━━ Dataset rows
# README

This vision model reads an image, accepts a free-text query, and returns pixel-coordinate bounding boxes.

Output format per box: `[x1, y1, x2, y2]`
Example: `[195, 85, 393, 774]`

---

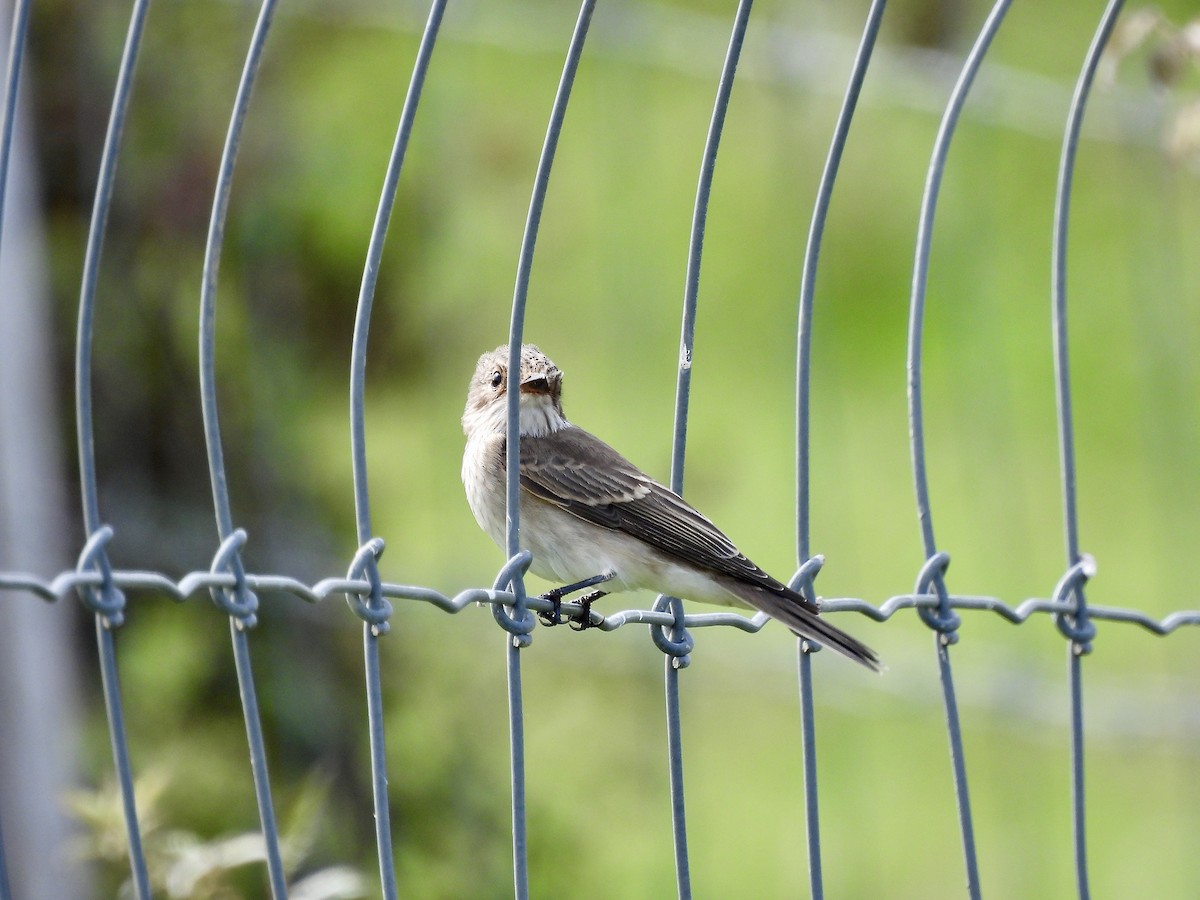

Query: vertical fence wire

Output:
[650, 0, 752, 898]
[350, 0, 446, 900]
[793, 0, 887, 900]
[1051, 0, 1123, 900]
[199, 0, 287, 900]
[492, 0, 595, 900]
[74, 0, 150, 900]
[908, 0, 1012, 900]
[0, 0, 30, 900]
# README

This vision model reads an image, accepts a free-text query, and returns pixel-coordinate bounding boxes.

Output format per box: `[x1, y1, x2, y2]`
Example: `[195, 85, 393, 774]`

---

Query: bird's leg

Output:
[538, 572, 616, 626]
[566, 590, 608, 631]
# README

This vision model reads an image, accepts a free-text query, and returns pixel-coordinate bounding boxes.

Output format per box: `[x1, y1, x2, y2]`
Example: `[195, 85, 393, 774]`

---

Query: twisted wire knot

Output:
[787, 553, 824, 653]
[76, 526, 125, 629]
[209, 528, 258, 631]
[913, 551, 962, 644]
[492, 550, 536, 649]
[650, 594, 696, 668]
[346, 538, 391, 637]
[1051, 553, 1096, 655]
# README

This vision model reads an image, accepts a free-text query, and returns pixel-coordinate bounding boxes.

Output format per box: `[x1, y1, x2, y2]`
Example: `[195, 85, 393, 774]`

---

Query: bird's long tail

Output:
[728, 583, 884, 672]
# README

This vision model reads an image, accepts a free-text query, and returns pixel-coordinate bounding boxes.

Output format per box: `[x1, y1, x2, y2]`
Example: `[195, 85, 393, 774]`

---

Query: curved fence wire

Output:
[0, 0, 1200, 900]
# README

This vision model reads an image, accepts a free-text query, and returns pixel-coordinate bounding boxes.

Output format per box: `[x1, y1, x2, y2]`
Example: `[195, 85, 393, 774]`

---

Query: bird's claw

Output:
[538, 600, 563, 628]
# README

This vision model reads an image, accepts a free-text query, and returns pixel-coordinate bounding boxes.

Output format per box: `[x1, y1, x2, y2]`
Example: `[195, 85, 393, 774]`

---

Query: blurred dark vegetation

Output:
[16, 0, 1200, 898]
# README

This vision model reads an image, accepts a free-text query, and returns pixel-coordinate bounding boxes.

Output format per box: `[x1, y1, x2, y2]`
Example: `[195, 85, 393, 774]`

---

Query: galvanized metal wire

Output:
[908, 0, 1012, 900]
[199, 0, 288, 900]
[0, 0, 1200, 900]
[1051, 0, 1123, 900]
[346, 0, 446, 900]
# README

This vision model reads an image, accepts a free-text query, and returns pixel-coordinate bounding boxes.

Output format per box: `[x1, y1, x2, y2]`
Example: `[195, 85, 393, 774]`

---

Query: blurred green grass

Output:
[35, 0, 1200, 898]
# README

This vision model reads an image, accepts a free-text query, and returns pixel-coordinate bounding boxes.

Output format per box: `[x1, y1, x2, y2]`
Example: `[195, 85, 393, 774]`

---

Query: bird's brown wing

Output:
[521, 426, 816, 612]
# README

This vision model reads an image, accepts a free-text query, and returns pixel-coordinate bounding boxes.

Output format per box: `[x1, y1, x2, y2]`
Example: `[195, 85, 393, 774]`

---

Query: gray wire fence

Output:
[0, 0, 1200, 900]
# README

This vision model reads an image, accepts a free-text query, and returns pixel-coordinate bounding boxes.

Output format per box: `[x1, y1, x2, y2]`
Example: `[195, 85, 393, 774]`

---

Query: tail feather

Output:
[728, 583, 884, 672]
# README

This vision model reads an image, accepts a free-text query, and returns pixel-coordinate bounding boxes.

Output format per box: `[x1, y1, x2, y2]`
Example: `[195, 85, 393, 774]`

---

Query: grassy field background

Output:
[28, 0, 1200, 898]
━━━━
#### Exercise instructions:
Please rewrite all of the records above with every "Output" changed to "Result" and everything else kept the same. Leave the pictures out of your answer.

#### Answer below:
# README

This vision model reads an image, accepts a free-text query, and returns pixel-coordinate bounding boxes.

Result format per box: `[x1, y1, x2, y2]`
Example: `[195, 85, 393, 774]`

---


Query: vertical fence wire

Result:
[650, 0, 752, 898]
[350, 0, 446, 900]
[793, 0, 887, 900]
[1051, 0, 1123, 900]
[199, 0, 287, 900]
[492, 0, 595, 900]
[74, 0, 150, 900]
[908, 0, 1012, 900]
[0, 0, 30, 900]
# README

This vision model reads an image, accepts a free-text query, and returns pixel-coordinate bounding boxes.

Result format per box: `[x1, y1, x2, y2]`
Example: `[195, 85, 393, 774]`

---

Query: bird's leg

Result:
[538, 572, 616, 626]
[566, 590, 608, 631]
# README

This vision model reads an image, accepts a free-text query, and returns pixel-coordinate bounding boxes.

Result format per box: `[x1, y1, x2, y2]`
Example: `[195, 85, 393, 774]`

---

Query: twisted wire knot

Result:
[787, 553, 824, 653]
[76, 526, 125, 629]
[209, 528, 258, 631]
[913, 551, 962, 644]
[492, 550, 536, 649]
[650, 594, 696, 668]
[346, 538, 391, 637]
[1051, 553, 1096, 655]
# README

This vision model reads an image, accepts a free-text query, and returns pixel-coordinate bounding boxes.

Result format per box: `[x1, y1, x2, y2]`
Example: `[195, 85, 393, 774]`

---

Query: bird's long tail

Result:
[728, 583, 884, 672]
# README

This vision model reads an image, accepts a free-text query, and returns pixel-coordinate bounding boxes.

Result format per box: `[x1, y1, x2, y2]`
Example: `[195, 85, 393, 774]`

---

Query: curved fence wire

Result:
[0, 0, 1200, 900]
# README

This vision model reads an image, accepts a free-text query, and returns pixel-coordinate bounding boxes.

Result format per box: `[x1, y1, x2, y2]`
Example: `[195, 85, 393, 774]`

---

Query: bird's claw

Result:
[538, 600, 563, 628]
# README

This vision model reads an image, accepts a free-text query, and returns pixel-coordinate bounding boxes.

Result format per box: `[x1, y1, x2, y2]`
Example: `[195, 85, 393, 774]`

---

Query: blurred dark vegetation

Result:
[16, 0, 1200, 898]
# README

This vision model reads an image, accepts a free-text query, and returns pixel-coordinate bounding boxes.

Result format per box: `[x1, y1, x2, y2]`
Example: `[195, 85, 393, 774]`

---

Query: galvanized metal wire

Result:
[908, 0, 1012, 900]
[199, 0, 288, 900]
[0, 0, 1200, 900]
[1051, 0, 1123, 900]
[346, 0, 446, 900]
# README

This vision model reads an image, accepts a free-text query, and returns pixel-coordinate bounding boxes.

Result format per box: `[x1, y1, x2, y2]`
Example: `[195, 85, 393, 774]`

---

Query: blurred green grass

Result:
[35, 0, 1200, 898]
# README

This vision model reads an image, accepts a free-text query, and returns pixel-coordinate bounding boxes.

Result format per box: `[x1, y1, x2, y2]`
Example: `[195, 85, 393, 774]`

---

Query: bird's brown wing

Result:
[521, 426, 816, 612]
# README

This vision model reads an image, accepts a free-text query, and returns pixel-coordinate bounding boxes.

Result format per box: `[x1, y1, x2, y2]`
Example: `[195, 85, 393, 774]`

---

Query: gray wire fence

Result:
[0, 0, 1200, 900]
# README

This vision model reads an image, accepts a free-text query, and returns pixel-coordinate bounding boxes.

Result format per box: `[x1, y1, x2, y2]`
Example: `[195, 85, 393, 774]`

---

Query: tail feather

Result:
[728, 583, 884, 672]
# README

This vision model reads an image, accepts a free-text query, and returns pixel-coordinate bounding boxes.

Result format per box: `[x1, y1, x2, y2]`
Example: `[195, 85, 393, 774]`

---

Query: grassy field background

Result:
[28, 0, 1200, 898]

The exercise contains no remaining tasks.